(Excerpts from a detection dataset)
========================
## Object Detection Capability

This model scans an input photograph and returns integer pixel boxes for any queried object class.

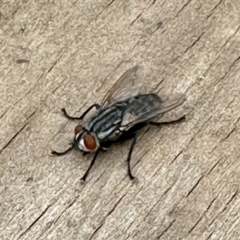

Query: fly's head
[74,124,100,153]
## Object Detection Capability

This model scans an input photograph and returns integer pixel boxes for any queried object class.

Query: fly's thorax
[84,102,127,143]
[74,125,100,152]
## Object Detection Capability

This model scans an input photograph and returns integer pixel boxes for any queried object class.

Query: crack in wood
[207,0,223,19]
[89,193,127,240]
[157,219,176,240]
[186,175,205,198]
[0,109,37,154]
[17,204,52,240]
[183,31,205,54]
[188,197,216,233]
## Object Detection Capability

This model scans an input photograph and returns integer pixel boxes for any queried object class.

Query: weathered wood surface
[0,0,240,240]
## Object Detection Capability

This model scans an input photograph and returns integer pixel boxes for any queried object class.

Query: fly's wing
[120,95,185,131]
[102,65,145,106]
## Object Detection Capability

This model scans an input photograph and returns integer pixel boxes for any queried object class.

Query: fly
========================
■ **REQUEST**
Reproduce everything from the start of the items down through the line containing "[74,124,100,153]", swapping "photograph" for "image" and leaving all else unchanged. Omit the pictures from your answer.

■ **EXPECTED OUTPUT**
## Object Detection Capability

This model scans an input image and returns integer pixel boxes for any queried object class.


Query: fly's head
[74,124,100,153]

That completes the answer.